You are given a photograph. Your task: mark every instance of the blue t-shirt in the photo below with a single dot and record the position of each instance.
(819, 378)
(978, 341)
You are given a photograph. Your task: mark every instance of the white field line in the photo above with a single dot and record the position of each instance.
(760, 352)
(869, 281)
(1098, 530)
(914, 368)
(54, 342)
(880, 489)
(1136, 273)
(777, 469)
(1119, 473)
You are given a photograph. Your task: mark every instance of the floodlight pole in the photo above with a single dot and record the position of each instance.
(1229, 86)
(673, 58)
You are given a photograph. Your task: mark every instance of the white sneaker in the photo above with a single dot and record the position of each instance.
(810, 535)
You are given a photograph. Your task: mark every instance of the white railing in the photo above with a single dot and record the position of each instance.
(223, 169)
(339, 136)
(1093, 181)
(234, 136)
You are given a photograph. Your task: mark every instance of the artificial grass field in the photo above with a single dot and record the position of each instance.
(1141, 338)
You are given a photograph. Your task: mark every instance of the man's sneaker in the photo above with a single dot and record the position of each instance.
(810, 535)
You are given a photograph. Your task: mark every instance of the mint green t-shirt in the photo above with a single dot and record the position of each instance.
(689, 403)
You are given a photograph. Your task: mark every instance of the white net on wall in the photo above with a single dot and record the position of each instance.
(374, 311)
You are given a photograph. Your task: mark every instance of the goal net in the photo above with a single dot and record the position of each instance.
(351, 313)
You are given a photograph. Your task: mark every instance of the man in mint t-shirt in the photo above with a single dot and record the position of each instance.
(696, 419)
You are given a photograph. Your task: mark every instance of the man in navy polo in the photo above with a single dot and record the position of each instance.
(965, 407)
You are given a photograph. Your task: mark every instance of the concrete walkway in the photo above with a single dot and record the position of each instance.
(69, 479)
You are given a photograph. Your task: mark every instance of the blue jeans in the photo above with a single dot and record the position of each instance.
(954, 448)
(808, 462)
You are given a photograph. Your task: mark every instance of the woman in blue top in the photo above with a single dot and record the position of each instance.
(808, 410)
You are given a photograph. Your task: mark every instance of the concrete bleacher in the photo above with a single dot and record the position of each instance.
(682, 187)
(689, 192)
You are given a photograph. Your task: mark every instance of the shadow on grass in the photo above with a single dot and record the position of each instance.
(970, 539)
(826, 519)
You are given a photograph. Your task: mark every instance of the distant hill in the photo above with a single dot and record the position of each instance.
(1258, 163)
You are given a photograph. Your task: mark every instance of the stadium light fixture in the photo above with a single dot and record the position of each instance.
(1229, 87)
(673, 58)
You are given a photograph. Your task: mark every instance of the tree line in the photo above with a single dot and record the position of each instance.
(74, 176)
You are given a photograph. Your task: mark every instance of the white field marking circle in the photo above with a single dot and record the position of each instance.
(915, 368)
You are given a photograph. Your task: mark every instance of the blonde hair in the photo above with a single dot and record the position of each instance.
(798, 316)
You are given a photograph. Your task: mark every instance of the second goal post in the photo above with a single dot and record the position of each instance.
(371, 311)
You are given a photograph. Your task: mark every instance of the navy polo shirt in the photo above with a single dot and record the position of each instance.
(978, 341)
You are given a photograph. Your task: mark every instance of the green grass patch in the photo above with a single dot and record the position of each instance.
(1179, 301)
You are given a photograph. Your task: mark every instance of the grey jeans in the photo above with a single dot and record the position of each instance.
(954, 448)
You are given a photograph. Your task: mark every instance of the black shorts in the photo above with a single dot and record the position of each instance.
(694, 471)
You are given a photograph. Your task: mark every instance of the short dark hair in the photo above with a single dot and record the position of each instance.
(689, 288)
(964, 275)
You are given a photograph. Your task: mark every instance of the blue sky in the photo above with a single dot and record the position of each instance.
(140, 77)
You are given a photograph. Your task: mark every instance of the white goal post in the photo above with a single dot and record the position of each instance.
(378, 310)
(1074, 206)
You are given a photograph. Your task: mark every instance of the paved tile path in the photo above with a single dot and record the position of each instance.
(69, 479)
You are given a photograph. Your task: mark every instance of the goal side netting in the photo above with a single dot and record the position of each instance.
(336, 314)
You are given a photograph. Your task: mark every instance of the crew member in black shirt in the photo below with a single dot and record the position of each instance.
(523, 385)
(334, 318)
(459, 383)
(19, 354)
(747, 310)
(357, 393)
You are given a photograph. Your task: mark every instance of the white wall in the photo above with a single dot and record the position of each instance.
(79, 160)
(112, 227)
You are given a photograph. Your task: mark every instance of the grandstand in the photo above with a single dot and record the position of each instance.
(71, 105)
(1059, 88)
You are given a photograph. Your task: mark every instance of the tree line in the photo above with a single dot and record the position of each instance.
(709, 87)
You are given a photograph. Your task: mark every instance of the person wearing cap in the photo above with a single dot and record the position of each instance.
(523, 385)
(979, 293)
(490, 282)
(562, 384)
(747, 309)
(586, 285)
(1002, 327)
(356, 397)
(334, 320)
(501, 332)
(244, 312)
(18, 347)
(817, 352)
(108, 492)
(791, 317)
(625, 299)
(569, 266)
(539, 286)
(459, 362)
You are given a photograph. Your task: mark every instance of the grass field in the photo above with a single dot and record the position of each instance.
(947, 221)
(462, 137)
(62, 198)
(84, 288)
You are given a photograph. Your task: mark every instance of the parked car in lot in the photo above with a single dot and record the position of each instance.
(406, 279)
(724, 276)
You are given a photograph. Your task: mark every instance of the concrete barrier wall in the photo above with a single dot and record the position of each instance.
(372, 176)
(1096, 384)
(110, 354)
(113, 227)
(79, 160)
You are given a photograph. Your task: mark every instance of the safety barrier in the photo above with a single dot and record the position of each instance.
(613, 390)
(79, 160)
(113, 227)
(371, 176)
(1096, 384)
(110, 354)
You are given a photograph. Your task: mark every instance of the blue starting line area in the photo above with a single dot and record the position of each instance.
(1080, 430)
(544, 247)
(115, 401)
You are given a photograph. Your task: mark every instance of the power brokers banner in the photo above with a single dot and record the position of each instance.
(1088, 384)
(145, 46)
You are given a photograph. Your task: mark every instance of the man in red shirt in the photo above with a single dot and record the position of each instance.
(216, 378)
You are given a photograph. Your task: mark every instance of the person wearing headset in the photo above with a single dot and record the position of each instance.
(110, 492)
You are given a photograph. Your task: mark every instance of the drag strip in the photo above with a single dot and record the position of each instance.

== == ==

*EXERCISE AIM*:
What you write must match the material above exactly and in full.

*SOLUTION TO THE EXERCISE*:
You are given a photograph. Your task: mark every instance of the blue t-shirt in the photo below with a single dot and record the position of each instance.
(819, 378)
(978, 341)
You are given a photograph. Your task: mark every instance of the white field line in the photo above with a single dot and record the position of each instance.
(760, 352)
(869, 281)
(1098, 530)
(914, 368)
(54, 342)
(880, 489)
(1136, 273)
(777, 469)
(1119, 473)
You are given a photograph. Your task: mark every instance of the floodlight pole in the photo above with a single dot and record the position of each instance.
(1229, 86)
(673, 58)
You are given a photograph. Your task: mark every instance of the white sneaker in the photo above with a single dot and record the position of each instance.
(810, 535)
You are given a photograph. Your task: mark every instance of the white railing in the photo above with a single dot and record the position of each instance.
(223, 169)
(339, 136)
(1093, 181)
(234, 136)
You are given a photograph. Your task: mark every instance of the artificial grass field in the photo above with a single dot and record the position of each instance.
(1141, 338)
You are given a photograph. Your task: mark every instance of the man's sneaker in the photo above with a single dot and record the position of each instance.
(810, 535)
You are given a photograph. Your task: mark every instance of the mint green t-shirt in the photo above with a single dot and record the position of each instance.
(689, 403)
You are given a photograph. Your task: mark every instance of the white net on wall in the photo above with a single dot and record the position of each instance.
(374, 311)
You are given a photograph. Your task: mark every instance of the goal net in the photo above with a single dot and record the position of each instance.
(351, 313)
You are given a photograph. Your task: mark every instance of the man in mint t-shirt in the photo above with a single dot and record the position of each instance.
(696, 419)
You are given a photograph. Your task: mark every instance of the man in navy polo in the photo above with a single dot and record the position of each instance.
(965, 407)
You are given a photograph. Your task: mark every instance of the concrete walkway in the photo above with a single dot and record the position of each instance.
(69, 479)
You are given a photograph. Your task: mark every instance of the blue jeans in the photo above with a single dot and record the position of each instance.
(954, 448)
(808, 462)
You are given a photograph. Your task: mark every instance of the woman in blue top in the photo above with a single dot and record the position of each instance.
(808, 410)
You are given a photograph. Your task: mark every instance of the concrete bleacher in the photo above with a single dot and record the position of each instance.
(682, 187)
(689, 192)
You are given a photograph. Your task: mark every instance of the shadow on grass in the photo above with a single dot and record the position of each instance.
(970, 539)
(826, 519)
You are given a photograph. Your task: mark every instance of the distant hill in the photo above with a single dot and record the position of each instance.
(1258, 163)
You are given a photograph. Your task: mark every instance of the stadium light fixture in the photo above with a single dot and record the position of each instance.
(1229, 87)
(673, 58)
You are given a photograph. Your task: mark every instance of the tree line in the photo above with a single dot and record the position of each instance.
(74, 176)
You are given a photograph. Your task: mark every instance of the white field marking circle in the photo above with a single dot and record the position of each instance.
(915, 368)
You are given a photograph. Your task: mark every instance of the blonde hair in the photo above with a single dot and record the position of each instance.
(798, 316)
You are given a photograph. Your task: mark every instance of the second goal post in the photo above with a single dot and record the position of each instance.
(371, 311)
You are given a photograph. Your task: mark every instance of the navy polo shirt in the photo above with a single dot and record the position of each instance.
(978, 341)
You are given a photograph. Your task: mark every instance of the green grass patch in the photo above with a single dot and record the position of each instance.
(1179, 301)
You are given a photograph. Your task: mark every instance of the grey jeans in the photo above with a single dot and record the position of each instance.
(954, 448)
You are given a photograph. Your task: mark every instance of the black shorts in the photo above with a single dot and record the position of each instance.
(694, 471)
You are given a photograph. Your task: mark every instance of the short dark hair in the photo above with a single dot and record the position of each instance.
(689, 288)
(964, 275)
You are given a photograph. Your task: mark every instance of the blue sky in the photo above with a single dot and record the position of each instance.
(140, 77)
You are given a photograph. Your task: mark every instance of the white goal post in the photo above with a single dot and record the position of each instance.
(378, 310)
(1074, 206)
You are given a photograph. Your task: mark every instance of the paved tile path in the photo above with a single dot and record the position of each instance.
(69, 479)
You are given a photograph. Your task: mark every instance of the goal side netting in the photo above with a single dot and record the position of each instance.
(336, 314)
You are given a photograph. Your task: mark every instance of the crew member in black shirt in the photo below with a single dot and record the position of each instance.
(523, 385)
(334, 318)
(459, 383)
(19, 354)
(747, 310)
(357, 393)
You are given a photograph. Your task: mark every instance of the white wall in the photo above with a single dot and record the position of each instance.
(79, 160)
(112, 227)
You are given a photograph. Your task: mark every instance of the grandstand in the photo above with a single dot and record the position of each instance.
(71, 105)
(1059, 88)
You are given a photograph. Your task: mark every instance of the tree line in the photo above with a single dot and record the position of each instance.
(709, 87)
You are given a photograph. Your task: mark every instance of the person wearing cap in the photo above with a single dot and record the position of each instance.
(523, 385)
(979, 293)
(490, 282)
(562, 384)
(747, 309)
(586, 285)
(1002, 327)
(356, 397)
(334, 320)
(501, 332)
(244, 312)
(18, 347)
(817, 352)
(108, 492)
(791, 317)
(625, 299)
(569, 266)
(539, 286)
(459, 362)
You are given a photograph. Your task: mark every instance of the grass field in the photo above with a single dot and record the position of each instance.
(947, 221)
(462, 137)
(62, 198)
(84, 288)
You are given a photograph. Your task: mark every instance of the parked car in lot in the photo above with a single dot and record the position of each instance.
(406, 279)
(724, 276)
You are given a photograph. Your task: mark every instance of the concrete barrier wall in the photo above with a single dot and record the position of each instance.
(372, 176)
(1096, 384)
(110, 354)
(113, 227)
(79, 160)
You are given a photograph. Your task: mark every instance of the safety barrier in the photo above with a single dot and record the position of each instance.
(613, 390)
(79, 160)
(113, 227)
(371, 176)
(1096, 384)
(110, 354)
You are given a photograph. Your task: mark every instance of the blue starting line area in the photo above with a single dot and record the position of each instance.
(1080, 430)
(544, 247)
(115, 401)
You are given a photograph. Your task: mark every instance of the power brokers banner in the photo above with a single dot and record the position of each instance.
(1088, 384)
(145, 46)
You are given a photograph. Your task: mark every instance of the man in red shirt in the photo above with a single dot and record the position of each instance.
(216, 378)
You are given a photograph. Your task: mark every instance of the person wearing headset in the photo above with a single dot and record the position of each instance.
(110, 492)
You are given a photograph. Your task: mark every instance of the drag strip in the photo above with a single dot and record the position of each instance.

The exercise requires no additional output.